* TASK MATERIAL
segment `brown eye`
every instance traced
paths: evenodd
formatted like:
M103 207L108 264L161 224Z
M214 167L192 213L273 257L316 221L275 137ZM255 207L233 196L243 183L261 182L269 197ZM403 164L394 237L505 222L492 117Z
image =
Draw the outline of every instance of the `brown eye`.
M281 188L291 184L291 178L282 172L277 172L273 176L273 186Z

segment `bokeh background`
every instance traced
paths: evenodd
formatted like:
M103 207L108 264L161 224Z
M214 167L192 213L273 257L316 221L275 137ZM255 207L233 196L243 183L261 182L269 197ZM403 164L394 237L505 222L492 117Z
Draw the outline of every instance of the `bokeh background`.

* WHAT IS BEING ASKED
Pull out every line of the records that contains the string "outline", matching case exactly.

* CORRECT RESULT
Draw the outline of every instance of the `brown eye`.
Draw the outline of every instance of the `bokeh background`.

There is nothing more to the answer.